Rewrite the passage on gender roles from "Week 3 – Question" to "Time period? Setting?", putting "film" in place of "game".

* Excerpted text
-- BEGIN --
Week 3 – Question

1

Does the game represent men and women in stereotypical ways? What about other categories – age and ethnicity for example? Time period? Setting?

Due to the time setting of this game, which is in the 1940′s, there seems to be much different representations of gender to what people today are used to. For example, this game is mainly male dominated. There doesn’t seem to be any women in position of power which was typical of that time. In the 1940′s women were seen as second class citizens with less rights than men, and this maybe effecting their position in the game. Women in these times were to be housewives, stay at home, cook, clean, bear children and raise them. They typically didn’t have jobs outside the household. Also another main representation of men in this game is that they are the heroes, because with this old age of thinking, men were more capable of intelligence and ‘saving the day’ so to speak. In the 1940′s, men had much more rights than women did and due to this, they were able to get a job without being frowned upon. This was their role and I think this point illustrates itself in the game.
-- END --
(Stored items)
-- BEGIN --
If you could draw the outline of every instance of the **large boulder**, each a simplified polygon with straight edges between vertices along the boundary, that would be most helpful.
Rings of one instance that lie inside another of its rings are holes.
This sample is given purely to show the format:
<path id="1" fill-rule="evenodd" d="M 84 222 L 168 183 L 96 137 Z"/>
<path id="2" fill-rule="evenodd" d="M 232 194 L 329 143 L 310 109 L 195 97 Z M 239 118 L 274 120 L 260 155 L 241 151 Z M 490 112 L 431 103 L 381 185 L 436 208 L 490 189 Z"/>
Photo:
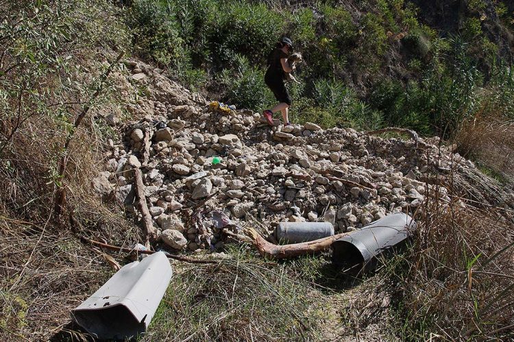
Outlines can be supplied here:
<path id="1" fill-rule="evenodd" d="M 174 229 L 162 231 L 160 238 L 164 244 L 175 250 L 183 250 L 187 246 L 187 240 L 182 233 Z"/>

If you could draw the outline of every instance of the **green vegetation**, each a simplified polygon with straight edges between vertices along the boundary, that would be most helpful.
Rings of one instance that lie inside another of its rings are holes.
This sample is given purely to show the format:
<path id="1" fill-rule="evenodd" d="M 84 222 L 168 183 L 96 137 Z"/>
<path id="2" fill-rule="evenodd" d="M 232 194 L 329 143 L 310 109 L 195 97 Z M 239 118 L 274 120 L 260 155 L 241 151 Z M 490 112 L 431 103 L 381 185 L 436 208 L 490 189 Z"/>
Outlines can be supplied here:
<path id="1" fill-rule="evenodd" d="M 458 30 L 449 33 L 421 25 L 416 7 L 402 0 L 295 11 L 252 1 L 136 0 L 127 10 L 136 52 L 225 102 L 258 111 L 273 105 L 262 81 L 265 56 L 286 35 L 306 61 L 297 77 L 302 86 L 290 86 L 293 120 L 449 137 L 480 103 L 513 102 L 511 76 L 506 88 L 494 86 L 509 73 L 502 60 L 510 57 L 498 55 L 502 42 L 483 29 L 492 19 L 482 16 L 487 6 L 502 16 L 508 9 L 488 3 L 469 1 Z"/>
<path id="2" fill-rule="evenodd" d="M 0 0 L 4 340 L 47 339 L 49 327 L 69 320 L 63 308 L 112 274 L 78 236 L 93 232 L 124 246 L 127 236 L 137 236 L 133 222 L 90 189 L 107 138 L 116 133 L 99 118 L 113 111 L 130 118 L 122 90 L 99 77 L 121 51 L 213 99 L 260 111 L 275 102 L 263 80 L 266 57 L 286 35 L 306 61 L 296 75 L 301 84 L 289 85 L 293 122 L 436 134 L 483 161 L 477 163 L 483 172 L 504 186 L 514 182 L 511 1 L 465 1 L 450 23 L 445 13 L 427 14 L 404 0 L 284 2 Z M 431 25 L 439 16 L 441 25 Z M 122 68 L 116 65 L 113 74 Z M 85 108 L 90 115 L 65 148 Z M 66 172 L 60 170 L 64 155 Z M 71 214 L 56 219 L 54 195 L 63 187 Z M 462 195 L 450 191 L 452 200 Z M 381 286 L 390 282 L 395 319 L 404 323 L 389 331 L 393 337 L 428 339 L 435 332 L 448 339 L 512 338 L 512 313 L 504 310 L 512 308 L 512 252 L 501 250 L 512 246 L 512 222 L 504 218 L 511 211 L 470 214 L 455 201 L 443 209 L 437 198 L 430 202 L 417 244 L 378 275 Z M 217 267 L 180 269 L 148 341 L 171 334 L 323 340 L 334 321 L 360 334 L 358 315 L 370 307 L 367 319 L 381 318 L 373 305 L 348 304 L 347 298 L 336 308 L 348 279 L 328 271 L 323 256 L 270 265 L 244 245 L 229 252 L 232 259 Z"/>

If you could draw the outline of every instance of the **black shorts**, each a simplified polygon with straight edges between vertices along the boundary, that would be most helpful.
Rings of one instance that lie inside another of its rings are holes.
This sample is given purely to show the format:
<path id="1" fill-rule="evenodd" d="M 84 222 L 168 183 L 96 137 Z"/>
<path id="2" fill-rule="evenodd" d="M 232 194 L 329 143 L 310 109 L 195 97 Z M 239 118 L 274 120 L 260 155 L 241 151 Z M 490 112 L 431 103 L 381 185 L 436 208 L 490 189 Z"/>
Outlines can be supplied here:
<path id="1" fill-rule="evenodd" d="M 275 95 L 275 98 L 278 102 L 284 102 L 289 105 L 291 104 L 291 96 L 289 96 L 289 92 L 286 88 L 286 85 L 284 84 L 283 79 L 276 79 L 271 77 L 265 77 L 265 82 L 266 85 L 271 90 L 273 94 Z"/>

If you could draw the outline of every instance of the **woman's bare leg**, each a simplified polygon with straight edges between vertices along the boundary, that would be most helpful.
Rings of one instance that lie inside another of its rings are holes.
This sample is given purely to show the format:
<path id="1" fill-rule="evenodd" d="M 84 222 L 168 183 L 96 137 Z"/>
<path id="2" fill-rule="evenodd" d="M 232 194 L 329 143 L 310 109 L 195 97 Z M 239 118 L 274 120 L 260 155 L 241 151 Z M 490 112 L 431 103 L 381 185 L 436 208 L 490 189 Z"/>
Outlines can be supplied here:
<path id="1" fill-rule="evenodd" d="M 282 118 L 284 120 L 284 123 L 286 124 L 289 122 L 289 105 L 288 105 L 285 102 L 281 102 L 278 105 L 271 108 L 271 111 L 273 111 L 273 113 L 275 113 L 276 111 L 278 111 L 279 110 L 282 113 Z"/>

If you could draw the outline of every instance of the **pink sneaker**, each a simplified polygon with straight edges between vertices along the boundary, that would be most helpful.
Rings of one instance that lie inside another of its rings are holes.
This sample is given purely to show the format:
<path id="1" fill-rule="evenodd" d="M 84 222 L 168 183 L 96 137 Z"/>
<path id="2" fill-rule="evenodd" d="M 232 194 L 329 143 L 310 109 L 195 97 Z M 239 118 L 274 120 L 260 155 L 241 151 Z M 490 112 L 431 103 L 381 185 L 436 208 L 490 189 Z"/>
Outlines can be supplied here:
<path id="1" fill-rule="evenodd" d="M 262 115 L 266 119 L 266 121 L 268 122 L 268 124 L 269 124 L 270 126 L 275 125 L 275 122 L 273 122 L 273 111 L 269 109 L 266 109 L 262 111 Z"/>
-- END --
-- BEGIN --
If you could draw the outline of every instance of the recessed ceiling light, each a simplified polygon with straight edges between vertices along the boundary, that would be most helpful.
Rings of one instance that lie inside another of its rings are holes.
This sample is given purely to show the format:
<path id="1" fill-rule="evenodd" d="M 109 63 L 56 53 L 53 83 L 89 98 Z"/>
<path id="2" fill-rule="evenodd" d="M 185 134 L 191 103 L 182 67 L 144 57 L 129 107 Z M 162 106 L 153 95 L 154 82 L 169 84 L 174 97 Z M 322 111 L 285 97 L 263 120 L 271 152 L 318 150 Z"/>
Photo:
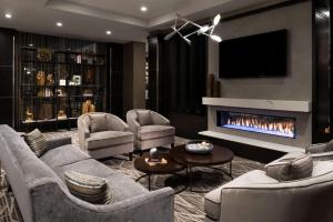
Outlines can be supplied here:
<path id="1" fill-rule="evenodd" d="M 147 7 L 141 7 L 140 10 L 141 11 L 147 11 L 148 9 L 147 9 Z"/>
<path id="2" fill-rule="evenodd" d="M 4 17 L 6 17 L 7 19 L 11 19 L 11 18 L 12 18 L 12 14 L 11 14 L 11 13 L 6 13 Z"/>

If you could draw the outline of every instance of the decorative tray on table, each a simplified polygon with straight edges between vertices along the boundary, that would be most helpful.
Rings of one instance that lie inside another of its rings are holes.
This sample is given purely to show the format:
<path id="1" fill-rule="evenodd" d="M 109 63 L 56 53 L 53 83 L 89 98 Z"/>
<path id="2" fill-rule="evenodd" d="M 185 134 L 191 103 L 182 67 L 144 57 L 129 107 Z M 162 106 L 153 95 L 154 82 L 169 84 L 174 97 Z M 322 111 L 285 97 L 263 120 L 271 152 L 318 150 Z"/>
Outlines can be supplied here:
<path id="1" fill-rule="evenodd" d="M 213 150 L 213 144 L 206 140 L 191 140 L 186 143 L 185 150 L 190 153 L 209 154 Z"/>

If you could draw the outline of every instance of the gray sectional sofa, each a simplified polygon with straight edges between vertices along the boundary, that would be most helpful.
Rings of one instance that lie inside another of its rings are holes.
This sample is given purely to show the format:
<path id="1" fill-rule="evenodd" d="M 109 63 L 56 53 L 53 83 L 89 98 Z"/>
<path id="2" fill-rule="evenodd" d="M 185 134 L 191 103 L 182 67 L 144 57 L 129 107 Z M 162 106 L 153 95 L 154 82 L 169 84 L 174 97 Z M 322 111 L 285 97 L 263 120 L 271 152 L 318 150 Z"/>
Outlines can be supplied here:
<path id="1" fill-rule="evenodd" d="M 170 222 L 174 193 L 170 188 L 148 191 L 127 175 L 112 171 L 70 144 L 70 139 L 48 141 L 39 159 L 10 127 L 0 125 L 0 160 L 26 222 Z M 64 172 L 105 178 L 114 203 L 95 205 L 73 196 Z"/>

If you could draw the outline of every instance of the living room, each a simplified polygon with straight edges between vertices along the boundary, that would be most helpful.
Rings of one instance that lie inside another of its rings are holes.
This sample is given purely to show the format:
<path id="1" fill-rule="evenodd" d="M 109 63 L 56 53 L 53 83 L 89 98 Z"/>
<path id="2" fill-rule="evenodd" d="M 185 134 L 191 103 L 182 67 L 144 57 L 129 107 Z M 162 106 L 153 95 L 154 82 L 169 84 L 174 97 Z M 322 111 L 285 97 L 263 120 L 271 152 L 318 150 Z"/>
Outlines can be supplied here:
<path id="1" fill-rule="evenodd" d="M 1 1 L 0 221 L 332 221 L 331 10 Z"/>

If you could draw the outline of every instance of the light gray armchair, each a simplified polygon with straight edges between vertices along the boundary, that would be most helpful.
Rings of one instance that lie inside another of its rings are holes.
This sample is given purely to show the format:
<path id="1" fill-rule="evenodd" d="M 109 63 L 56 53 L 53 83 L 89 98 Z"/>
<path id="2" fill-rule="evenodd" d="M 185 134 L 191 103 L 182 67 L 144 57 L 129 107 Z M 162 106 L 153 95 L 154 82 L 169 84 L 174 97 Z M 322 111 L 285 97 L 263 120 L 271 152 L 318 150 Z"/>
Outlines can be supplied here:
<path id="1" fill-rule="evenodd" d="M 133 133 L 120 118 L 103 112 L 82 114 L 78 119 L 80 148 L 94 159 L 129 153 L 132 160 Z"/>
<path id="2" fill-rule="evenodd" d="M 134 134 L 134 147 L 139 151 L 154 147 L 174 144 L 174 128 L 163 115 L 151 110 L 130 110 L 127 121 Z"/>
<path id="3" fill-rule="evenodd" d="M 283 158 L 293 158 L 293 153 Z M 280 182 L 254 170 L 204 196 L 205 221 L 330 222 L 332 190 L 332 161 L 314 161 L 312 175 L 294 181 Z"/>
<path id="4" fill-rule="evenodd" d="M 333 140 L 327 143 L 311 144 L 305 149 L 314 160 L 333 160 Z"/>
-- END --
* Output of the task
Week 3 – Question

1

Does the film represent men and women in stereotypical ways? What about other categories – age and ethnicity for example? Time period? Setting?